⟨

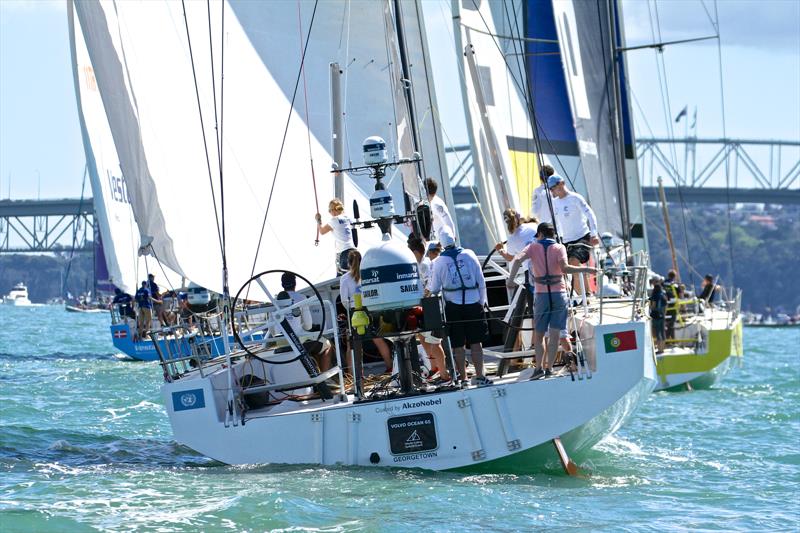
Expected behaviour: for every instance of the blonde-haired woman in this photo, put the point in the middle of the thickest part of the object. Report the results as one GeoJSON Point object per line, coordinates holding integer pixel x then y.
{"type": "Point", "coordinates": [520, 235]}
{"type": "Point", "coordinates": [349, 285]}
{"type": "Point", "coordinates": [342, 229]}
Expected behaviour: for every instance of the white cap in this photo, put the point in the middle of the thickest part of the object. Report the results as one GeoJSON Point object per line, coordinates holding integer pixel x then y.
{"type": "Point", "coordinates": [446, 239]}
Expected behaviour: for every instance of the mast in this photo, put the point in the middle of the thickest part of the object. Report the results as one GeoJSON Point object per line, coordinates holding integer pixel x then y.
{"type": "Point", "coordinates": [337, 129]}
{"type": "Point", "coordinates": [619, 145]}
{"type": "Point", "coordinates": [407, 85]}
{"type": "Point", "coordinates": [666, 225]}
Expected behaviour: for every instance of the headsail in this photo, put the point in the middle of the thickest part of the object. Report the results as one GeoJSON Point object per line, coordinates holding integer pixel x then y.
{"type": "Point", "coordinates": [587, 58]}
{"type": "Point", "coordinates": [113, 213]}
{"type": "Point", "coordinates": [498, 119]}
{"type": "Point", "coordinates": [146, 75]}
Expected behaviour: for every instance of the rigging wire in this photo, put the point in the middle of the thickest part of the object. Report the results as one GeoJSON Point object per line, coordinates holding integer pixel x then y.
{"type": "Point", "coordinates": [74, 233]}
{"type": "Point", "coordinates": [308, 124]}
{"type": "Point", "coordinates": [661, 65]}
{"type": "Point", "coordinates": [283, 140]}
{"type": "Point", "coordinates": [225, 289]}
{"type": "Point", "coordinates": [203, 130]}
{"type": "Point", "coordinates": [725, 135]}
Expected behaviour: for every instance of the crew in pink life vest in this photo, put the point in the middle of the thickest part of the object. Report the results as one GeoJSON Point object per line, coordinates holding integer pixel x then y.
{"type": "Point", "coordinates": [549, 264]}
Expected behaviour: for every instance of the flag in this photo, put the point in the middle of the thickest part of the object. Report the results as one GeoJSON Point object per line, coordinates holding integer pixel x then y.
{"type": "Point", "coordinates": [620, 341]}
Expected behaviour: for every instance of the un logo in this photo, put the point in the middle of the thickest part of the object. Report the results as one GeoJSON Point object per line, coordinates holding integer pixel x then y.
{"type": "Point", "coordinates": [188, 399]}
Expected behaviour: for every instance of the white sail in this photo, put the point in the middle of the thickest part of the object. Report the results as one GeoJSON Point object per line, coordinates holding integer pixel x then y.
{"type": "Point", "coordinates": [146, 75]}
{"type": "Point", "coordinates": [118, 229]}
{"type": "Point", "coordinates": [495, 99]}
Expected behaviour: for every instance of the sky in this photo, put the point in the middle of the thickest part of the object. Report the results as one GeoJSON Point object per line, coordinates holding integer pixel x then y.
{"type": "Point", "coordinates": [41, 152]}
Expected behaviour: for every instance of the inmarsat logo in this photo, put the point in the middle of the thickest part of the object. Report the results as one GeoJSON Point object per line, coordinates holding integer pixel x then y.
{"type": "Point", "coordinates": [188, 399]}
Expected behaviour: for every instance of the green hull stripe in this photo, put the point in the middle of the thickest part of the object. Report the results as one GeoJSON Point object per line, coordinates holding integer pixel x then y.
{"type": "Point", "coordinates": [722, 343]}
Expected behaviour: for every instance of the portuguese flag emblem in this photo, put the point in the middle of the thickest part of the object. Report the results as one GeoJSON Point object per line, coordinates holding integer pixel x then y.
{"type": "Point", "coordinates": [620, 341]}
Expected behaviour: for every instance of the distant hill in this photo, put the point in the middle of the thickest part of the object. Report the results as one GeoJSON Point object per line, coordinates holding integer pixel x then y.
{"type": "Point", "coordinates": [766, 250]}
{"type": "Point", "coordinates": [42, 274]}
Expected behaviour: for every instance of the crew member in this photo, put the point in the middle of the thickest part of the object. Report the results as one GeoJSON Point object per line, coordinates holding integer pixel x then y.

⟩

- EXERCISE DETAILS: Starting at the line that contains "Expected behaviour: for every instance of the distant", repeat each line exactly through the last one in the listing. Include both of those lines and nothing more.

- FINAL ANSWER:
Expected behaviour: for every instance of the distant hill in this photo, put the point in the middle of the thickest part of the object. Report the results as one GeoJSON Point object per line, coordinates holding integer pixel x then y.
{"type": "Point", "coordinates": [766, 250]}
{"type": "Point", "coordinates": [42, 274]}
Expected behaviour: for every instance of the crew member in this photo, put the point in the middle of the thickest part of the object. Report the results as one GeoJSON Point object per line, coordinates holding integer pixel x then y.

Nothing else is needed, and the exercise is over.